| Instructions to follow |
List every line in the data below that contains the string "grass". The match is case-sensitive.

| Data rows |
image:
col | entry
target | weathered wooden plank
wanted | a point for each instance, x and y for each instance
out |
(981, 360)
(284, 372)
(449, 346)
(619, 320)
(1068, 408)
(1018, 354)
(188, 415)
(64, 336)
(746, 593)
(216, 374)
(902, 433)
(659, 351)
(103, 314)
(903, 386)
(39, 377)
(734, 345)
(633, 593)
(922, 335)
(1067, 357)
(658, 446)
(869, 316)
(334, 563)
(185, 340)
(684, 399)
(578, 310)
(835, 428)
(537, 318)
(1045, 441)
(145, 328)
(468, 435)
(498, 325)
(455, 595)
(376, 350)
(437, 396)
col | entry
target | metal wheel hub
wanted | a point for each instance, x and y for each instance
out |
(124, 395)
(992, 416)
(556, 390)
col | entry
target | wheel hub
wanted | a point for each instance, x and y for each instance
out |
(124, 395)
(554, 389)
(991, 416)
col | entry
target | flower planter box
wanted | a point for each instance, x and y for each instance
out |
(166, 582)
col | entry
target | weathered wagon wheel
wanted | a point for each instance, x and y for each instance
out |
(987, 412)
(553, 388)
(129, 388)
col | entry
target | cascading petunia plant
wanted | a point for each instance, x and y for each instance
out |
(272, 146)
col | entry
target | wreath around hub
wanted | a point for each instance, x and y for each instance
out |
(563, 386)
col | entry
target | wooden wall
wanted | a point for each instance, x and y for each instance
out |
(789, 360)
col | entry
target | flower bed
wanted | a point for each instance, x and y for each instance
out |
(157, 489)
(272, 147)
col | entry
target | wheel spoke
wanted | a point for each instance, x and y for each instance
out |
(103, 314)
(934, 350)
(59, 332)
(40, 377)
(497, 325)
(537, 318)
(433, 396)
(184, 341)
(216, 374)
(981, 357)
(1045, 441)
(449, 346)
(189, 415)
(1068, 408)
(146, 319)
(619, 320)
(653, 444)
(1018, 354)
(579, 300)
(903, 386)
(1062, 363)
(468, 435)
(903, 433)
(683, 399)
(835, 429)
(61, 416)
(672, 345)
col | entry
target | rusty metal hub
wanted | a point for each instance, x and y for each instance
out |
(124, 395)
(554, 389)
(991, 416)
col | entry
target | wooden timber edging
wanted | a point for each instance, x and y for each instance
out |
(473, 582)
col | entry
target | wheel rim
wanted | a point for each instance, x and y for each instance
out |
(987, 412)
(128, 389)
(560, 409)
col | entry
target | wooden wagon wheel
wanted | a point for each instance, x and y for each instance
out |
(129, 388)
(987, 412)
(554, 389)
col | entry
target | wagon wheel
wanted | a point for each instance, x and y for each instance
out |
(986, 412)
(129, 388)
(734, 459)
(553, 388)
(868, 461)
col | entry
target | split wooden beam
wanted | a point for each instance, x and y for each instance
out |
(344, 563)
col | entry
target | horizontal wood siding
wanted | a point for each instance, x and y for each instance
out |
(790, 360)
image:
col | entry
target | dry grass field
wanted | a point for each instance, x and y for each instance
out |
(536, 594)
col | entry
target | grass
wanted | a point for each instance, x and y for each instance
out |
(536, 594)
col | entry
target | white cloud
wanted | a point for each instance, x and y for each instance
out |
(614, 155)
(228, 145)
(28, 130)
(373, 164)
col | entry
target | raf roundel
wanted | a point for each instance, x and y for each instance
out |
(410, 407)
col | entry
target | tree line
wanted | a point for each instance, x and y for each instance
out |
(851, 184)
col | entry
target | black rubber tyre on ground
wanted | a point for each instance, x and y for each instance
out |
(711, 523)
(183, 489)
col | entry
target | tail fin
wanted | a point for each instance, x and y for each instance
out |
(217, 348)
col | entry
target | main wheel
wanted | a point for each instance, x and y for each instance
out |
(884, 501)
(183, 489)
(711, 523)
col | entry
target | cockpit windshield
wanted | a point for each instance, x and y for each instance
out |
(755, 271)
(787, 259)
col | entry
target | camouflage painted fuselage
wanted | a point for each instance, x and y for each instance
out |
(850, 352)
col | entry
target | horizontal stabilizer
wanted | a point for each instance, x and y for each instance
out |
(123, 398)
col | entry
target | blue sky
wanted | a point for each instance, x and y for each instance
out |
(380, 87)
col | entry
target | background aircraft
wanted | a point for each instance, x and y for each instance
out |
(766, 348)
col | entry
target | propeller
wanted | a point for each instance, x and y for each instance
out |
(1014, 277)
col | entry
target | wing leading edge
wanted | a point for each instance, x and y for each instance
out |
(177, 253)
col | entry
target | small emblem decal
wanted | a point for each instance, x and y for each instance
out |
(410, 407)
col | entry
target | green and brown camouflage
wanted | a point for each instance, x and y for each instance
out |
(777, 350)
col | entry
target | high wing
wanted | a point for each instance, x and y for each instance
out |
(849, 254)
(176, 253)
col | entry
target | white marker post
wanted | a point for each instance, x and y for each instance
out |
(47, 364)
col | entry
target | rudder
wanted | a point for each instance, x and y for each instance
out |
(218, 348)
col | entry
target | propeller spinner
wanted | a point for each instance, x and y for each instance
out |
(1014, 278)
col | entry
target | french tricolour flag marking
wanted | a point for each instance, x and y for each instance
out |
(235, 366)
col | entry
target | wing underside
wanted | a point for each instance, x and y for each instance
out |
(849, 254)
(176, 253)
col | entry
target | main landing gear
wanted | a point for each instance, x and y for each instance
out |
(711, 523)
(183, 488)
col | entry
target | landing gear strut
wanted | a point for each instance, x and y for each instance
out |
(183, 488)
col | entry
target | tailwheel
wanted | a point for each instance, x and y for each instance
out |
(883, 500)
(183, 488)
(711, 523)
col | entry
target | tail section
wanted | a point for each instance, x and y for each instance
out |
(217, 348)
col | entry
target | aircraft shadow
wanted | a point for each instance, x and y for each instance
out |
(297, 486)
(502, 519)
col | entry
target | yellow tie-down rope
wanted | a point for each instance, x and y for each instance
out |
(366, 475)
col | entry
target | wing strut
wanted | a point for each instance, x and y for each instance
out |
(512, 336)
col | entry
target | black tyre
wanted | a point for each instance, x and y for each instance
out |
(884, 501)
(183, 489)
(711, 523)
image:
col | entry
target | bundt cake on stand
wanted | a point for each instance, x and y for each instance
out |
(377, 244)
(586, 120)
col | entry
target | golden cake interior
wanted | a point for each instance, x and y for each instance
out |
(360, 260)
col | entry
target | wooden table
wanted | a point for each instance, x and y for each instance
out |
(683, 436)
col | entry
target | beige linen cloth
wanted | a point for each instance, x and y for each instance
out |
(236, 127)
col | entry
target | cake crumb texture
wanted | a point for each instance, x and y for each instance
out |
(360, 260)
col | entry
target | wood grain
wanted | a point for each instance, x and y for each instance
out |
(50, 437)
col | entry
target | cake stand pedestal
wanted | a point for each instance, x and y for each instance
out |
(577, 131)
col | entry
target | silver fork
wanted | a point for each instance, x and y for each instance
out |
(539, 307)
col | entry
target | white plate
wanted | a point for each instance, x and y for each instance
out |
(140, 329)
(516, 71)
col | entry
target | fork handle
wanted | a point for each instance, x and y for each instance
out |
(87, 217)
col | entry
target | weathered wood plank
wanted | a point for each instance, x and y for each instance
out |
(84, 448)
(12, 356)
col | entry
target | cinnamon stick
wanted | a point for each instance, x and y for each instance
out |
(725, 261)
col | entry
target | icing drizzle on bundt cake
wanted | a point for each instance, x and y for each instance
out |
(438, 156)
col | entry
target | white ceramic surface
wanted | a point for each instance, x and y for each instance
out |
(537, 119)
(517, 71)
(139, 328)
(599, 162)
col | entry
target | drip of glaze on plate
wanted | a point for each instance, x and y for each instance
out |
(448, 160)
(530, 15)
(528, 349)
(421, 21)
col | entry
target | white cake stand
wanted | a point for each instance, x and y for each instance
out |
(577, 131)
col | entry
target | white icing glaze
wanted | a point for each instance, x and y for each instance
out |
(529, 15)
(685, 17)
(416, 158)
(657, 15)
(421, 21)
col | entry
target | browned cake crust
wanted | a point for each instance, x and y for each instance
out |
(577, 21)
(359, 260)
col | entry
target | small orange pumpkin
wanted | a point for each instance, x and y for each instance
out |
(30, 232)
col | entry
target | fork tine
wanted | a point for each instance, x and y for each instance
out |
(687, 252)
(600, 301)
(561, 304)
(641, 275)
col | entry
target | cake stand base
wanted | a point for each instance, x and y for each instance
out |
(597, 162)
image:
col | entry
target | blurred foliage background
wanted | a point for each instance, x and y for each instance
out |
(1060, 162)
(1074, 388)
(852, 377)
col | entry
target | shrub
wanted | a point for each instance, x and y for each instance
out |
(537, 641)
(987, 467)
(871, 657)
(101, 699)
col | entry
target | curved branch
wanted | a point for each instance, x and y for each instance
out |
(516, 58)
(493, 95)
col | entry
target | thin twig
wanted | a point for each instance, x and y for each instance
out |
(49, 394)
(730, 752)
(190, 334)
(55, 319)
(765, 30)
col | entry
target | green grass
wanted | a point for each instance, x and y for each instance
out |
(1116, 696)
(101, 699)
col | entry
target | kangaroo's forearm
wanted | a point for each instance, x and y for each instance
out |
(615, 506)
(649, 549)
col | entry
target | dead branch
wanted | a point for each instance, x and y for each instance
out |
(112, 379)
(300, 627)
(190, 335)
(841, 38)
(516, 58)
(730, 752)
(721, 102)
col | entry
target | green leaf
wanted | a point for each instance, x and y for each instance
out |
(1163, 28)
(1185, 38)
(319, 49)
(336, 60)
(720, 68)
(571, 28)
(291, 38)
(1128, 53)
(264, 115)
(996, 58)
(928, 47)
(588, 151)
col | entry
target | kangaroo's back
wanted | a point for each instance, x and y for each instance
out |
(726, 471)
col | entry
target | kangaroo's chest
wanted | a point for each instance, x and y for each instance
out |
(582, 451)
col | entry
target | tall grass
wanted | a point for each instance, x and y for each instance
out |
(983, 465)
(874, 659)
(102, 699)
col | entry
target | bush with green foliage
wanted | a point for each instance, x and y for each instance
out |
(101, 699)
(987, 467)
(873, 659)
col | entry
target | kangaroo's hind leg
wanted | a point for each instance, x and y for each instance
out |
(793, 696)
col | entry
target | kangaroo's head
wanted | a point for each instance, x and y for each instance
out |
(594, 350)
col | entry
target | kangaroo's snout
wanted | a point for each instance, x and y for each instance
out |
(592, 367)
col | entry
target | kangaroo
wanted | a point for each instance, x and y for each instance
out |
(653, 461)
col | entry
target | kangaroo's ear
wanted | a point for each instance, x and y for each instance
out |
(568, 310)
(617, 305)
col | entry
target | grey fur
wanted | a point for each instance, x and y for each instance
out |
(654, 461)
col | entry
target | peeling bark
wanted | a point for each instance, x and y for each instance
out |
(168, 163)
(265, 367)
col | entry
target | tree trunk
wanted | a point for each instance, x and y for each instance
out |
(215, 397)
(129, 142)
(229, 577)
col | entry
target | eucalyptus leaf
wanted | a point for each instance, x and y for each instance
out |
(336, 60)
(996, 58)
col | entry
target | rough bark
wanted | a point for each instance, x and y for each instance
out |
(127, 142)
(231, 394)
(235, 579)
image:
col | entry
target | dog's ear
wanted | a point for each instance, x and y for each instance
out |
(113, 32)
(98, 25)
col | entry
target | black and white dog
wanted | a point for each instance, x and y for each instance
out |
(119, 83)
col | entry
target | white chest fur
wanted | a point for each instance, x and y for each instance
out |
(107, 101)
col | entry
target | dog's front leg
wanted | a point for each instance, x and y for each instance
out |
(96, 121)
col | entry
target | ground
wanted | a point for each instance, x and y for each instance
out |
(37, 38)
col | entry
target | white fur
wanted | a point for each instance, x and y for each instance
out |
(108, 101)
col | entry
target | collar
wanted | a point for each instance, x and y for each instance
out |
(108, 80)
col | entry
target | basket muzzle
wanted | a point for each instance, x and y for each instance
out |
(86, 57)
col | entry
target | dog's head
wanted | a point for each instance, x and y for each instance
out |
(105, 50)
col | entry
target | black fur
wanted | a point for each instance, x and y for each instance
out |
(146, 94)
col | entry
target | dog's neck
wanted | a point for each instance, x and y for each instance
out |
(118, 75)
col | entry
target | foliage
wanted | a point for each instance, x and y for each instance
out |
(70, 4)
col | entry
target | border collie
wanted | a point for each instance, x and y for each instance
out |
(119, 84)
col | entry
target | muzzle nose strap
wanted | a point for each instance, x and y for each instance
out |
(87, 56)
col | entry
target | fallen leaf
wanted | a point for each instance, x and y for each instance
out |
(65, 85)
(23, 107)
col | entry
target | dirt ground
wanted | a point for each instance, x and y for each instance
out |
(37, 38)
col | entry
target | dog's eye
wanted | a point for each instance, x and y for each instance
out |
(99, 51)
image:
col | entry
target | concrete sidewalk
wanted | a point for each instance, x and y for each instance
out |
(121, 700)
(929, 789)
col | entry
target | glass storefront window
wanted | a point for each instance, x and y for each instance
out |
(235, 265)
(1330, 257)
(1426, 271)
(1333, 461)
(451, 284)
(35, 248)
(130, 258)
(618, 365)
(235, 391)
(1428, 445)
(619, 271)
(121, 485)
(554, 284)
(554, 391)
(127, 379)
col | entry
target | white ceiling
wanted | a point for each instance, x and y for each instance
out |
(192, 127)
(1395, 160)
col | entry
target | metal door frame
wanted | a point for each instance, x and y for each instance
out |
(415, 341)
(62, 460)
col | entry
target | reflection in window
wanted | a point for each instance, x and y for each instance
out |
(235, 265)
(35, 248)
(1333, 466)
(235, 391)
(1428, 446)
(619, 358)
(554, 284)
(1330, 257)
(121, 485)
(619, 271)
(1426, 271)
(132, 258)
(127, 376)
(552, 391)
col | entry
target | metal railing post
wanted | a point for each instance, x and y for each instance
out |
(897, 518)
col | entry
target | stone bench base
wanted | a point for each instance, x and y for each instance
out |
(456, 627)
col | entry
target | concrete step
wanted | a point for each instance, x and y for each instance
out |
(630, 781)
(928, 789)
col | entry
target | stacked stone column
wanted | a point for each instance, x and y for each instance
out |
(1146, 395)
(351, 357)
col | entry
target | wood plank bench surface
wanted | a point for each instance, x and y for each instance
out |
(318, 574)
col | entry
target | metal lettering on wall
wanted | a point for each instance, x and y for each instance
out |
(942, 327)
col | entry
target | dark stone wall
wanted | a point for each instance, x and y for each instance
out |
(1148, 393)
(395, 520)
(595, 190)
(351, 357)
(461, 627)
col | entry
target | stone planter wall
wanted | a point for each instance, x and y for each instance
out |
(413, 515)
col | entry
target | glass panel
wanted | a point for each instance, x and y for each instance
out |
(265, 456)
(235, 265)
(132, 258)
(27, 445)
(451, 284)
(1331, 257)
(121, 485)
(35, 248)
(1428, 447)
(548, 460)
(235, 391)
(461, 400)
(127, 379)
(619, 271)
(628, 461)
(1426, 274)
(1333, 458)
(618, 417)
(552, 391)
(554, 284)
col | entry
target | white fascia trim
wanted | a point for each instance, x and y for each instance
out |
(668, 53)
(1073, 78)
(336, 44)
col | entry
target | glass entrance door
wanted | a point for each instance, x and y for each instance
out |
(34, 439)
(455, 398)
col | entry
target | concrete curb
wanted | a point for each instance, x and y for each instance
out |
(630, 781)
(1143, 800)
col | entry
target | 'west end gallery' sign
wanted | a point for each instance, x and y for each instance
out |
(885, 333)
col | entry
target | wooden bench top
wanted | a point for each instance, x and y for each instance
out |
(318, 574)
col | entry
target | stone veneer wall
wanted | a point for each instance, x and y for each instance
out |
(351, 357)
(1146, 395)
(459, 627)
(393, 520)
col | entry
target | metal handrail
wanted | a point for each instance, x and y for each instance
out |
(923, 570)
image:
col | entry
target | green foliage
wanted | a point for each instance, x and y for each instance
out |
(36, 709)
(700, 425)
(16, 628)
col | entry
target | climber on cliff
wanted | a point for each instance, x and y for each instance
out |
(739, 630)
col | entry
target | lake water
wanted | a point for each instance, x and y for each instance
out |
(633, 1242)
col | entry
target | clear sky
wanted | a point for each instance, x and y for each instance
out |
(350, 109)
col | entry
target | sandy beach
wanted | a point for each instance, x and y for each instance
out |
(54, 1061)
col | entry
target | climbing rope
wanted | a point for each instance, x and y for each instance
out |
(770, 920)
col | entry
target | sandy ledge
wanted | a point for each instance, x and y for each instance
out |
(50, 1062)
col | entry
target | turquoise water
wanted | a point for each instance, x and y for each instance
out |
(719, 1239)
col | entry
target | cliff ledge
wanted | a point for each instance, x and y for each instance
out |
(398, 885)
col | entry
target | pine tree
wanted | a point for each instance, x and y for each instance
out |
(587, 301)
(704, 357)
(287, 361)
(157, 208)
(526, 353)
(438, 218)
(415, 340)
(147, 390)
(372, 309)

| Output |
target | dry grass field
target | grass
target | green grass
target | tall grass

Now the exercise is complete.